Which lines of the material contain the word "water"? Collect and copy every such line in full, treating uppercase and lowercase as different.

Rows from a dataset:
--------------------------------
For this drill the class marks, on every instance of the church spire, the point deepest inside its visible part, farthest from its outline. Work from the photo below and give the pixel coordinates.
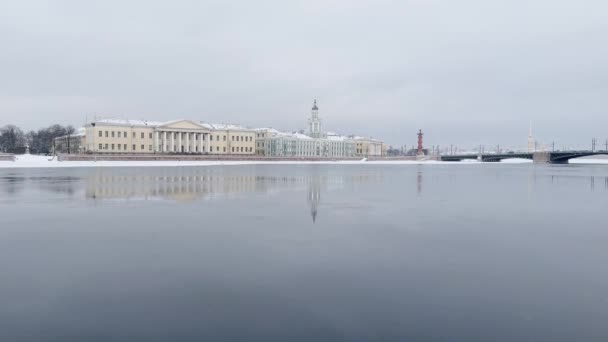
(314, 122)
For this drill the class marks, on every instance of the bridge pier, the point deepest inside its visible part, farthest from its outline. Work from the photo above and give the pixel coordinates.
(541, 157)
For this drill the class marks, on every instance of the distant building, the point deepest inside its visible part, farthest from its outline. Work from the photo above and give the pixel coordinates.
(177, 137)
(368, 147)
(273, 143)
(73, 143)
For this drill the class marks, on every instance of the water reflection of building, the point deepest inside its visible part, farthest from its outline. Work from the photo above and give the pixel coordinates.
(187, 184)
(314, 197)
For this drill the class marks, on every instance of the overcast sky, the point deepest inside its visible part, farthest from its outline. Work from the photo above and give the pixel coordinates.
(466, 72)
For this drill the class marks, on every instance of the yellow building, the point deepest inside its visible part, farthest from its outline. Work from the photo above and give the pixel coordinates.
(178, 137)
(368, 147)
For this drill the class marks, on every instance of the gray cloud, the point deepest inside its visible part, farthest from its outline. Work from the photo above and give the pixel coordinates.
(467, 72)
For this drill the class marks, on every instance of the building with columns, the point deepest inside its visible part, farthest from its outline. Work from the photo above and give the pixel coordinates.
(368, 147)
(315, 143)
(177, 137)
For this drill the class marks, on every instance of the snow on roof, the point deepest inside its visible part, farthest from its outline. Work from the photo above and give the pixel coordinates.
(356, 137)
(129, 122)
(336, 137)
(223, 126)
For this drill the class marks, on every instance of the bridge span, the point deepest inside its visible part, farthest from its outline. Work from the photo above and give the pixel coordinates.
(559, 157)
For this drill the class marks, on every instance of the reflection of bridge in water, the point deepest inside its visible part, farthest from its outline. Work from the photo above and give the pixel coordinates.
(560, 157)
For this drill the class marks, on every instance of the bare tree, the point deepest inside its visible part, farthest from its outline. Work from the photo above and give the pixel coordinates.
(12, 139)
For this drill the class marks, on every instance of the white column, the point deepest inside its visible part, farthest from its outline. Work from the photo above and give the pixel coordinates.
(179, 142)
(156, 142)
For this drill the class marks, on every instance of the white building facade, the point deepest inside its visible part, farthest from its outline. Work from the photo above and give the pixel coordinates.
(177, 137)
(272, 143)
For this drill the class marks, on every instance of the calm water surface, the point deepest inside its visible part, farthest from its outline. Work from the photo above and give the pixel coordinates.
(305, 253)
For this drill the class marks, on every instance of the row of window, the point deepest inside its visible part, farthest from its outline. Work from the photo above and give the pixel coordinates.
(120, 134)
(122, 147)
(234, 138)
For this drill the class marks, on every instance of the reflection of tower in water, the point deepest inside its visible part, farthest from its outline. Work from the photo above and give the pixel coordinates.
(419, 182)
(314, 196)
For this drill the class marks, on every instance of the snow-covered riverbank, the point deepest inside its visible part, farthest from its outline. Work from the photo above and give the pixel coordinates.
(35, 161)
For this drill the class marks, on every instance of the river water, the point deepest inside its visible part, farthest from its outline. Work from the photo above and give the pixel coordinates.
(478, 252)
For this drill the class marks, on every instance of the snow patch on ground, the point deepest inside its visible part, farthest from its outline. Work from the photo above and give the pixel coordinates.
(35, 161)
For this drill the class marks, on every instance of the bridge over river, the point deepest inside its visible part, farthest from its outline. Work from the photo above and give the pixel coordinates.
(560, 157)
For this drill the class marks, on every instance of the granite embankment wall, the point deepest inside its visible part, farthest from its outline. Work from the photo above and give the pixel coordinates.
(7, 157)
(211, 157)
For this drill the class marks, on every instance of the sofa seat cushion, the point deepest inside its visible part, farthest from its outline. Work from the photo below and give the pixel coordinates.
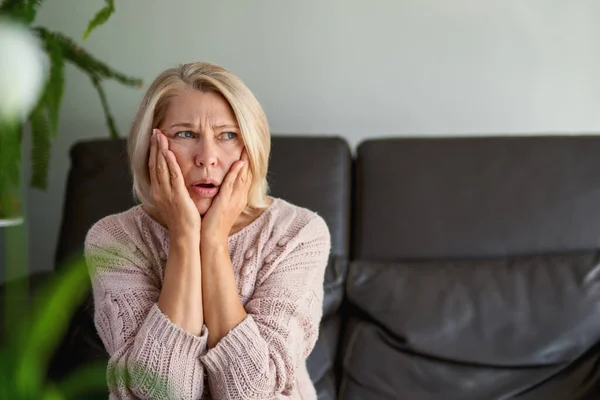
(468, 328)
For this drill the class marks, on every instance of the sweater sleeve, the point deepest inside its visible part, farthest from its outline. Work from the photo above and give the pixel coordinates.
(150, 357)
(258, 358)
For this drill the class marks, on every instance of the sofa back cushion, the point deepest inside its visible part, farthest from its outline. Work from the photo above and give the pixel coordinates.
(475, 271)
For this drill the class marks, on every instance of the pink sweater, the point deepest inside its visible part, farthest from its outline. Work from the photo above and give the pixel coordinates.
(279, 262)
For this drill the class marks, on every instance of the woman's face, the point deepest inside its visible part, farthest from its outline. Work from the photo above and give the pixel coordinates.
(204, 135)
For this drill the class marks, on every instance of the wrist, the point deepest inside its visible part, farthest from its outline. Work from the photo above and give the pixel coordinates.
(213, 244)
(184, 238)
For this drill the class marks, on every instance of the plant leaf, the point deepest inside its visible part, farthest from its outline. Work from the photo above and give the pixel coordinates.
(22, 10)
(52, 312)
(56, 83)
(40, 147)
(109, 118)
(85, 61)
(100, 18)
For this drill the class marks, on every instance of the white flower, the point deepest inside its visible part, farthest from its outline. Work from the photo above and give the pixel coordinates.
(23, 70)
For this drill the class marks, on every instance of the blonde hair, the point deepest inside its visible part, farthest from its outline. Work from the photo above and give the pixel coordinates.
(205, 77)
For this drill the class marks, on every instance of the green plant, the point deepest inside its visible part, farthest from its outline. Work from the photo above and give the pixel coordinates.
(43, 119)
(33, 332)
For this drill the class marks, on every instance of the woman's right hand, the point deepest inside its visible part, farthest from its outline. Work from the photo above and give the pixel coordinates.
(168, 190)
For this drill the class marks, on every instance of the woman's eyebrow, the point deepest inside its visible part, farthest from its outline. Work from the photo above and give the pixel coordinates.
(182, 125)
(226, 126)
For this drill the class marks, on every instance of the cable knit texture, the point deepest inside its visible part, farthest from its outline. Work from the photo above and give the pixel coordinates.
(279, 262)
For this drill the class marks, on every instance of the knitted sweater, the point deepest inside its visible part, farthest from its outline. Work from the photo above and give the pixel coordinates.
(279, 262)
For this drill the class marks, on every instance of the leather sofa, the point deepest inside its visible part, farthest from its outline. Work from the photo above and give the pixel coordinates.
(461, 268)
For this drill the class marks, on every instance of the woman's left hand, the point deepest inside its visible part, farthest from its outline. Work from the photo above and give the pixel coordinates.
(228, 204)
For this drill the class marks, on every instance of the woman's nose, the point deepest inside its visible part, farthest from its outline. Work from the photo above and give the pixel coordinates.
(206, 154)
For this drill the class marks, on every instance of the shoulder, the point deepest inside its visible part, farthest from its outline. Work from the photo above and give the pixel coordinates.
(294, 223)
(293, 238)
(118, 227)
(123, 234)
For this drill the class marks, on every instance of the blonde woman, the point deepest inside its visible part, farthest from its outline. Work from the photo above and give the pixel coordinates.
(208, 288)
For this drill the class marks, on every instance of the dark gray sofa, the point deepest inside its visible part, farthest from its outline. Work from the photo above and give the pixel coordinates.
(463, 268)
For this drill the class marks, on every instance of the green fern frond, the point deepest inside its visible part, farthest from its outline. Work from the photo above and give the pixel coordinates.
(100, 18)
(21, 10)
(110, 121)
(40, 147)
(84, 60)
(56, 83)
(41, 331)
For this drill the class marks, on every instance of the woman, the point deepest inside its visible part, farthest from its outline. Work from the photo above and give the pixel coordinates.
(209, 288)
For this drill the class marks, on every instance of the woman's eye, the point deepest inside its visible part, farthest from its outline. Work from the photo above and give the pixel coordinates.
(229, 135)
(185, 134)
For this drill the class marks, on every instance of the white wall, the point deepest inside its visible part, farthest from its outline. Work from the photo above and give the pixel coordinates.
(355, 68)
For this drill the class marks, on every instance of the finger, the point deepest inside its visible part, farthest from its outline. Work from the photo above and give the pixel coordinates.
(175, 174)
(162, 170)
(152, 159)
(244, 173)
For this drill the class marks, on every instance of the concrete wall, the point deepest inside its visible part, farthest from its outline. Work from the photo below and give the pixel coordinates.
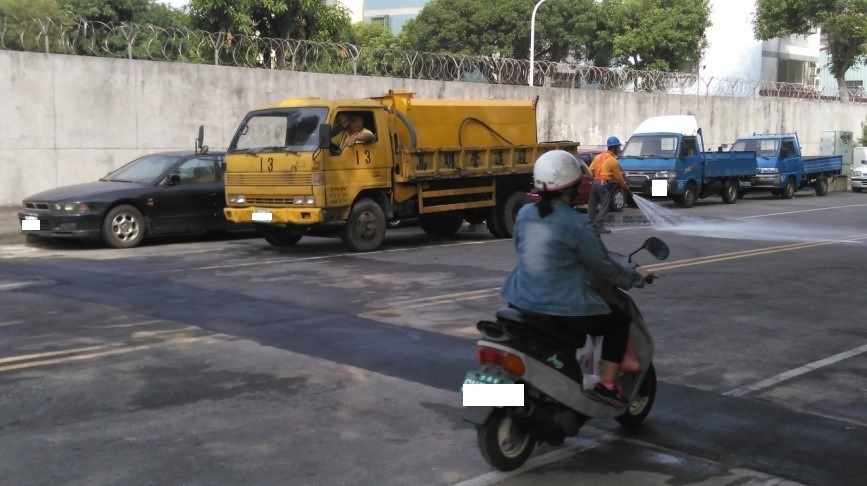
--------------------------------
RIGHT ANSWER:
For this drill the class marks, on every instance of the water reflection of building, the point deepest inside its visible part, farthest from its outline. Work from the photo above and give the pixel coordinates.
For this drill the class marks, on every instance of the reflection of bridge in water, the point deepest inside its visible part, farthest from its outline. Work from the photo above and give the pixel coordinates.
For this drill the class marks, on every instance of the calm water surface, the point deepest inside its visible part, farthest from its outline. Work from the photo above and give the pixel coordinates.
For this drill the class marks, on every instance of the reflection of tower in water, the point deepest inside its visible part, farthest from its outline. Work from the photo above and give the pixel coordinates.
For this drill the class marks, on every instance of the river water, the point deepest inside its visible part, farthest from its outline. Work from the photo above and give the pixel coordinates.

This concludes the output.